*Task to complete*. Hunt through the entries for the word "green" and copy each line in which it appears.

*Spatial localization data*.
##############################

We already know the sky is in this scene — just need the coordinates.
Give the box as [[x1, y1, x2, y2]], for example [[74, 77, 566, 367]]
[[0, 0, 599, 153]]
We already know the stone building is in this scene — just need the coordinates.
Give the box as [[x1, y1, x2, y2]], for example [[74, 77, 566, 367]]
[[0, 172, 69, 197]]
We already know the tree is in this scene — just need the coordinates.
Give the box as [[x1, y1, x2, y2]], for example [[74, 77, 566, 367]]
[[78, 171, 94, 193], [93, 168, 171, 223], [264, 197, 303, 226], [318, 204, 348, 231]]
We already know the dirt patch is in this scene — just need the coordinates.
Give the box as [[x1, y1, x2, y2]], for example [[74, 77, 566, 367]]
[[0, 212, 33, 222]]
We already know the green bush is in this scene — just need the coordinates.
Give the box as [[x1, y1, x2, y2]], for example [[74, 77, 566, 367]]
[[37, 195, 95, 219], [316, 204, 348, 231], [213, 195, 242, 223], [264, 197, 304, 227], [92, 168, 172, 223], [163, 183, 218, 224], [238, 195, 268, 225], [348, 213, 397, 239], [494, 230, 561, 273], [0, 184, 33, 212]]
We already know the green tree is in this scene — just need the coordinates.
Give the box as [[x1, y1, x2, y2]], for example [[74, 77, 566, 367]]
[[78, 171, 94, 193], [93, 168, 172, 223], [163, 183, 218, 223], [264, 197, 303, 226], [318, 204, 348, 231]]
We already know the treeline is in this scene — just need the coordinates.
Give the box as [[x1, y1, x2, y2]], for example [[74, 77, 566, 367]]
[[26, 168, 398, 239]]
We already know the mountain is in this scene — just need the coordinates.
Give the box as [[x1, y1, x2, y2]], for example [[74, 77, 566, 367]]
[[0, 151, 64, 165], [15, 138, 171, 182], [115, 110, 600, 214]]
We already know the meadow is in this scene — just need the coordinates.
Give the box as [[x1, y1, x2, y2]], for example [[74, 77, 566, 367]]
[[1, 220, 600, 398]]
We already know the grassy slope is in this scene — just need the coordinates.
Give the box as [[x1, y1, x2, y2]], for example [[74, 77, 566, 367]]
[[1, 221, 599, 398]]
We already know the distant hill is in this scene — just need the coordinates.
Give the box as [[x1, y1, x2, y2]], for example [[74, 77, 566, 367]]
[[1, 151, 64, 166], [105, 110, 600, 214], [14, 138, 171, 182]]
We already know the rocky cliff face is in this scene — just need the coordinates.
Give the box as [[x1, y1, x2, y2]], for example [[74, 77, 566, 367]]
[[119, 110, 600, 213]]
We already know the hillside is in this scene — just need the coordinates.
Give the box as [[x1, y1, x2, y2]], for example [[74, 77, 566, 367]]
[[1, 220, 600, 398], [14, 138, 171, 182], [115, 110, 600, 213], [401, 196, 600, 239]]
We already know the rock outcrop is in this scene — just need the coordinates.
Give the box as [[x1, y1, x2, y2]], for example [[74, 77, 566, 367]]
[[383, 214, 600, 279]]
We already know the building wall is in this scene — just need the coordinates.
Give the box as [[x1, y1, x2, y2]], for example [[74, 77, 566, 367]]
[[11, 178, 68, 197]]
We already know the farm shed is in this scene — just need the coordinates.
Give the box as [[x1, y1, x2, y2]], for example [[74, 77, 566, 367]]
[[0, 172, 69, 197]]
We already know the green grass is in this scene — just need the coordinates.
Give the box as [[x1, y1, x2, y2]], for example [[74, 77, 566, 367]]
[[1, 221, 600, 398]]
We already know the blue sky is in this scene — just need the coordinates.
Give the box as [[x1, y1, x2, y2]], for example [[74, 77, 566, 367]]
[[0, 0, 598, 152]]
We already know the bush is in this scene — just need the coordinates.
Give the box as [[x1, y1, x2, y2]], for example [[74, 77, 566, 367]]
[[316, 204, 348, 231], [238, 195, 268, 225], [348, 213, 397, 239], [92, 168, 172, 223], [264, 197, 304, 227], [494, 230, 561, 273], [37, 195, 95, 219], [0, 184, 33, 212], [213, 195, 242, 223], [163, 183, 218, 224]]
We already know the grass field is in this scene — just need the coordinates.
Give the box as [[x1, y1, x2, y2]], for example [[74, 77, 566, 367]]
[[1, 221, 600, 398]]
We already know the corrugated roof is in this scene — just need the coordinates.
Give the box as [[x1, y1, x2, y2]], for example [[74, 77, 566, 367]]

##############################

*Problem solution*.
We already know the green bush is in this scene — just need the coordinates.
We already know the green tree is in this scene — just need the coordinates.
We already know the green grass is in this scene — just need the coordinates.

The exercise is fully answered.